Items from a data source
start
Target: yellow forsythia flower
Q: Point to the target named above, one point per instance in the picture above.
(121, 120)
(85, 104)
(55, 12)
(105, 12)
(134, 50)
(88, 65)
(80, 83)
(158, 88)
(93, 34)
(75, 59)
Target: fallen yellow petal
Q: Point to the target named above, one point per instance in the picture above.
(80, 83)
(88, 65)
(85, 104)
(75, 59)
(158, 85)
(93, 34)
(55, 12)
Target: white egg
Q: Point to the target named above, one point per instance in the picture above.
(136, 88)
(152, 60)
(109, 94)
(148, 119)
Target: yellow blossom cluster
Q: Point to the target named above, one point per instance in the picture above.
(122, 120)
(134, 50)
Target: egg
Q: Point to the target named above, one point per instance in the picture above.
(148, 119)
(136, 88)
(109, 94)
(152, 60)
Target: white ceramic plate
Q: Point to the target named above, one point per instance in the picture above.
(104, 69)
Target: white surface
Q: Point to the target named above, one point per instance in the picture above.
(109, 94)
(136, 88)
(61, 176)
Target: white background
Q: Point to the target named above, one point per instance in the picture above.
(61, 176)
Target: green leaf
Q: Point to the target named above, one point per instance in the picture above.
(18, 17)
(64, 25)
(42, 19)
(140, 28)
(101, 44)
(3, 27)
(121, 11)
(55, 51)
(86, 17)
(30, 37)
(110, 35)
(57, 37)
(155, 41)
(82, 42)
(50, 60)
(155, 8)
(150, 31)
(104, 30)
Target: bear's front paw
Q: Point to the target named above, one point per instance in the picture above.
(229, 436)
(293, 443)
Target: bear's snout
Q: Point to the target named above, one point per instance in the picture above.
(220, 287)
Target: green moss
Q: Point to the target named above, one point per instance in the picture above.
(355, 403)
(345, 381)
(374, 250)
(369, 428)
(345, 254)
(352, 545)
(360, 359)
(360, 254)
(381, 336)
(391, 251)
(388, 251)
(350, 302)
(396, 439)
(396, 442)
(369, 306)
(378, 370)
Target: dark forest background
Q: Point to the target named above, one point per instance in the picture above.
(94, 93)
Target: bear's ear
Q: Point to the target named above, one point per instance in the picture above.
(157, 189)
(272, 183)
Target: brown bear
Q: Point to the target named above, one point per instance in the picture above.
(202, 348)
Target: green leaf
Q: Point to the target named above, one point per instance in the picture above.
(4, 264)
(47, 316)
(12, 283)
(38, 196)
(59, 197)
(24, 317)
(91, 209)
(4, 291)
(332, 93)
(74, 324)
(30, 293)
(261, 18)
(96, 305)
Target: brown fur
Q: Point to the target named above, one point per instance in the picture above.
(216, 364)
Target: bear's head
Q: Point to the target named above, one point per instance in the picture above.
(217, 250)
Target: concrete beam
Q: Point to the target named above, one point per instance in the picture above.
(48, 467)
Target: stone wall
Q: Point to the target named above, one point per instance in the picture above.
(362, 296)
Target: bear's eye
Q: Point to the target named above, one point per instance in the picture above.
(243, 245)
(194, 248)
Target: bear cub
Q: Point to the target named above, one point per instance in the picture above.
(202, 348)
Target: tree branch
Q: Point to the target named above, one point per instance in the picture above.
end
**Instruction:** Copy out every line of the rows, starting at the line containing "Target: bear's eye" and ending at the last row, and scale each coordinate in the answers by 0.9. Round each result to a whole number, rounding halves up.

**Complete response:**
Target: bear's eye
Q: Point to the target named above, one point per instance in the picture above.
(219, 221)
(175, 223)
Target: bear cub
Q: Point to the target named above, one point per instance in the picture above.
(182, 313)
Target: tree branch
Q: Point to the target named above, one point per instance in the picture above.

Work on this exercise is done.